H-75

18 November

Malam tadi kami ‘tidur’ dengan gajah. Di kebanyakan waktu mereka hanya berdiri, beberapa nampak berbaring di satu sisi tubuhnya ketika sudah larut. Pagi hari semua sudah tegak berdiri. Dan kami janjian dengan Mas Adi dan Pak Sukimin untuk bersafari dengan gajah. Kami bersiap dan sarapan dulu

Tak lama Mas Adi dan Pak Sukimin sudah datang dengan Joni dan Agam. Saya dan Sabiya bersama Pak Sukimin menunggang Agam. Lalu Abah dan Hakim, bersama Mas Adi menunggang Joni.

Joni relatif penurut dan mau diajak kerjasama. Sedangkan Agam lebih semaunya, seringkali dia berhenti untuk makan dan tidak memperdulikan perintah Pak Sukimin untuk terus berjalan. Kami melintasi kolam, padang rumput dan rawa-rawa.

Safari selama satu jam ini dikenai biaya Rp 250,000 per orang. Meski ada semacam pelana yang ditempatkan sebagai alas, lumayan sakit dan pegal juga.

Sesi safari hari itu ditutup dengan foto bersama Joni dan Agam di depan motorhome😊.

Gajah, Riwayatmu Kini

No one in this world needs an elephant tusk, but an elephant.
Populasi Gajah Sumatera hanya tinggal 1700 ekor saja di seluruh Sumatera.

○ ○ ○ ○ ○ ○ ○

Petunjuk Tugas:
**A.** Menurut teks bacaan, berapa biaya safari gajah selama satu jam?
**B.** Lanjutkan catatan perjalanan tentang safari gajah ini, dimulai setelah kalimat terakhirnya.

Bagian Data:
○ ○ ○ ○ ○ ○ ○

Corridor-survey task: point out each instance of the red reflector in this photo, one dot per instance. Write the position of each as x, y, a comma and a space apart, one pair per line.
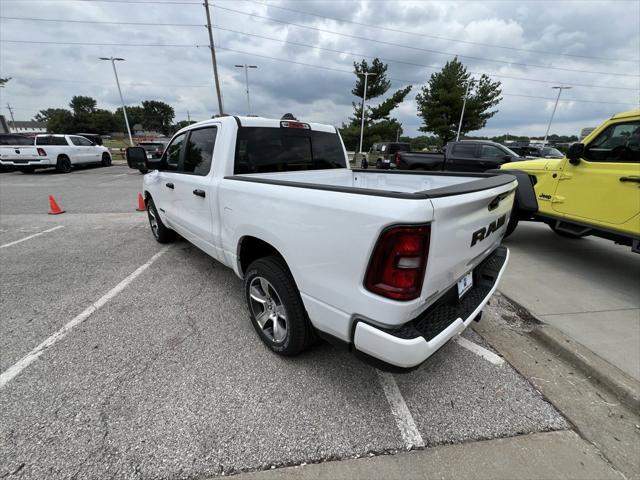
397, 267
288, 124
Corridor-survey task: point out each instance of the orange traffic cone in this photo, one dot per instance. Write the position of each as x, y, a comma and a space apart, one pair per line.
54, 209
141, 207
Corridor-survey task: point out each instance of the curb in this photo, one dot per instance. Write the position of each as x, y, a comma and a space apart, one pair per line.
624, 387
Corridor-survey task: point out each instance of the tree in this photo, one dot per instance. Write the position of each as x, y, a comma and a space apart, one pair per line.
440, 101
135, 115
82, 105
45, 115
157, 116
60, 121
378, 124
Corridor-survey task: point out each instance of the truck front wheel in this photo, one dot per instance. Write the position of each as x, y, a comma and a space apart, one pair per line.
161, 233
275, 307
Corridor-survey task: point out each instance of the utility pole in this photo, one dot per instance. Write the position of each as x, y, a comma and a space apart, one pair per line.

○ ○ ○ ○ ○ ○ ○

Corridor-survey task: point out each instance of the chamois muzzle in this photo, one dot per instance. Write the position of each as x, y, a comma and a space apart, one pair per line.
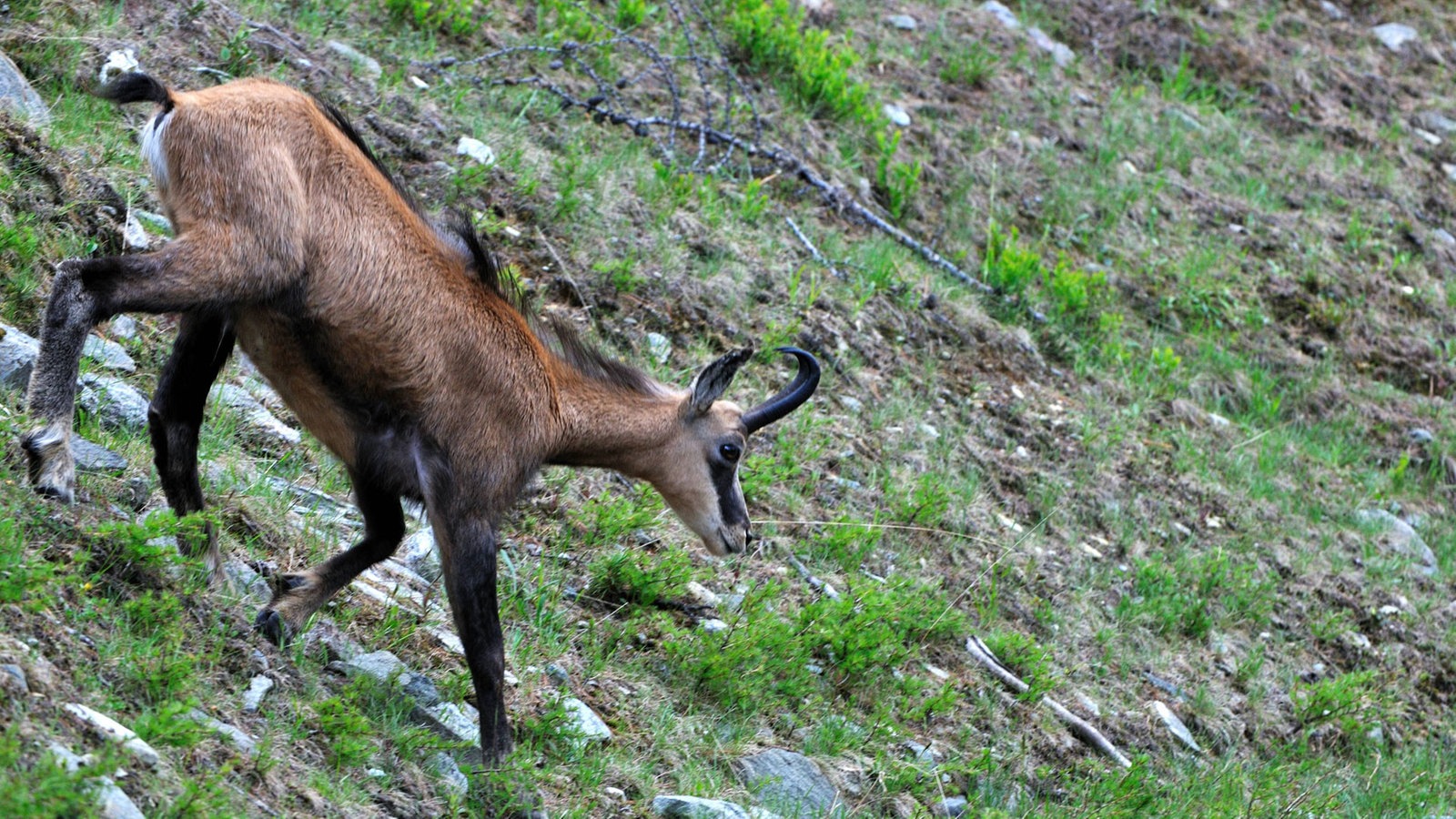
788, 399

○ ○ ○ ○ ○ ○ ○

Jawaban yang Diharapkan:
**A.** Rp 250,000 per orang.

**B.**
Selain karena gadingnya, populasi gajah terdesak karena berkonflik dengan manusia. Populasi manusia yang terus meningkat menyebabkan meningkatnya kebutuhan pangan dan lahan. Area hutan tempat gajah hidup semakin mengecil. Gajah yang kelaparan seringkali masuk ke area pemukiman dan merusak pertanian. Konflik ini sudah berlangsung mungkin berpuluh tahun dan tak kunjung mendapatkan solusi. Never ending conflict antara manusia dan gajah hingga saat ini belum ada solusinya. ERU (Elephant Rescue Unit) adalah salah satu upaya meminimalisir konflik dengan menghalau gajah liar untuk kembali ke habitatnya dengan menggunakan patroli gajah yang sudah dijinakkan.

H-74

17 November

Mesuji

Karena tujuan hari ini adalah Way Kambas, maka pagi ini agak santai. Abah mengisi air di truk dan Ambu membeli sarapan sekaligus persediaan pisang untuk di perjalanan.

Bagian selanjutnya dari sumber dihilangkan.